This is the mail archive of the
systemtap@sourceware.org
mailing list for the systemtap project.
Re: sort a foreach on a stat value?
Hi -
joshua.i.stone wrote:
> [...] One thing I've noticed is that our foreach syntax has
> different semantics than other languages [...]
Indeed, just like in awk, we iterate over indexes rather than values.
> [...]
> foreach ([tid, c=@count-, a=@avg++, h=@hist_log] in mystats)
> [...]
That sort of thing has some promise at abbreviating that excessive
duplication hunt made an example of in bug #2115.
While this does not address sorting, another related syntactical
possibility is to infer a "[idx1, idx2]" suffix on undecorated
occurrences of the indexed array within the body of a foreach:
foreach ([x,y] in thingie)
total += thingie # implied [x,y]
foreach ([x,y,z] in mystats)
printf("%d %d %d", @count(mystats), @sum(mystats), @min(mystats))
The latter could be abbreviated further to "@count, @sum, @min", to
infer the innermost-looped array itself, plus its index tuple.

==============================

Required work>
1. According to the systemtap foreach post, what does a foreach loop iterate over, as in awk?
2. Continue the systemtap foreach post from its last sentence.
The lines that come after this post are not needed.

Supplied information>

==============================

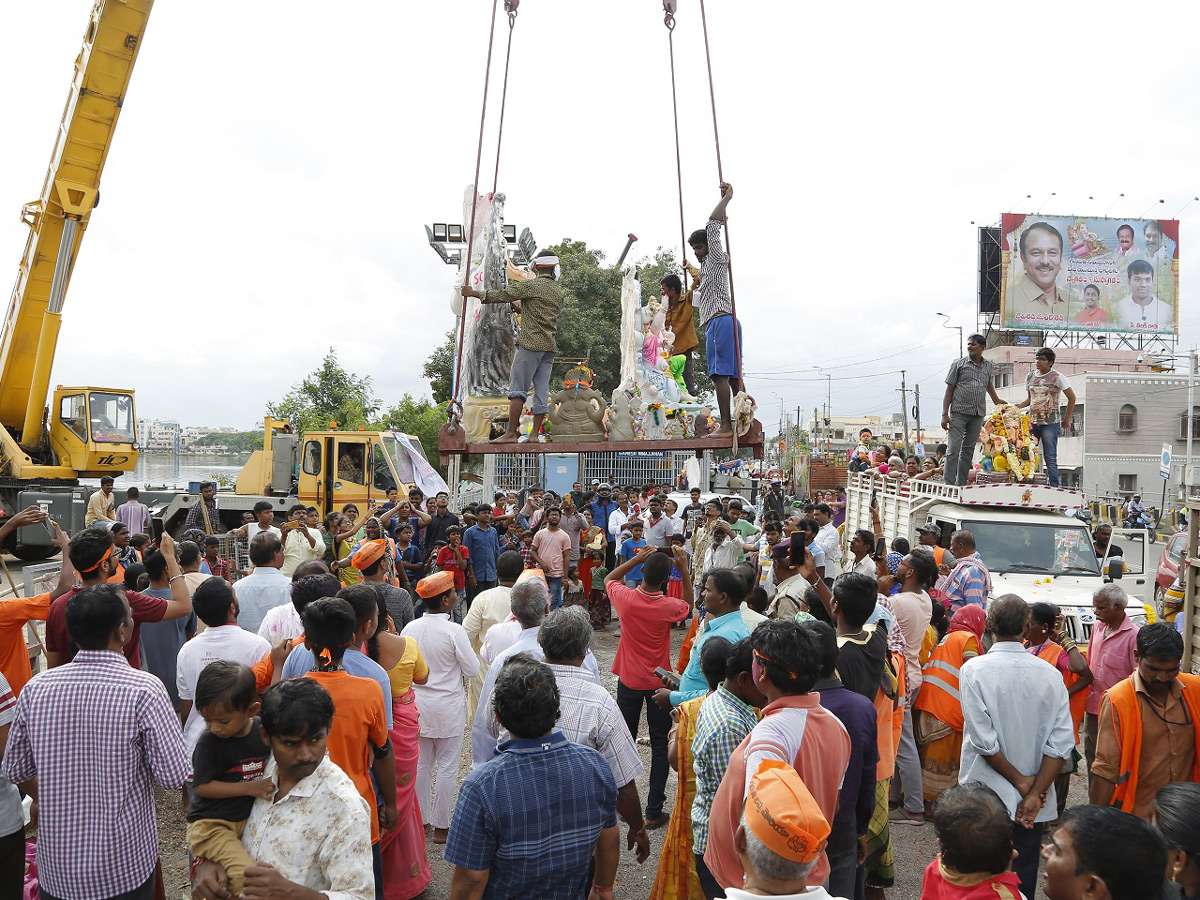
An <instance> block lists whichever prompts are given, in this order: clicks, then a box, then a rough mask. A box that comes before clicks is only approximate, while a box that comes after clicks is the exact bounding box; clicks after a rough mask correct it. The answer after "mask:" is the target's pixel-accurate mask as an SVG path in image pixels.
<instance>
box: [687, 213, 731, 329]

==============================

Answers for each item>
1. Indexes rather than values.

2.
A later independent optimization could make sure that the translator
does not emit duplicate array-lookup operations within loops.
> [...]
> > foreach (tid in stat) // sort by value -> ???
> > stat_counts[tid] = @count(stat[tid])
> > foreach (tid in stat_counts-)
> > printf("%d: %d\n", tid, stat_counts[tid]) # and/or
> > @avg(stat[tid])) etc. }
> [...]
> This is a passable workaround, yes. The downside is that if stat were
> very large, I would have to fudge with the maxaction counter. If I was
> only interested in maybe the top 20, then with a single loop construct
> it's easy to break out after 20 and not hit the MAXACTION boundary.
Unless I'm mistaken, the current runtime aggregates the whole pmap for
loops/sorting, even if you want just the top 20. This cost will be
fully reflected in activity count (bug #1885) at some point. It is
unlikely to cost much less than the explicit copying loop above.
I wonder if this behavior makes sorting on statistical values
sufficiently inefficient that special syntax is not sufficiently
justified at this point, given that open-coding is possible.
> >> Along the same lines, it would be extremely useful to be able to do
> >> "cascading" sort - i.e. sort by more than one field.
> >
> > [...]
> > foreach ([x1+, x2--, y2+++] in array----) { ... }
>
> That's not a bad suggestion, though I think it's not obvious in which
> order the cascading happens. [...]
I guess we'd pick and document one of the two interpretations.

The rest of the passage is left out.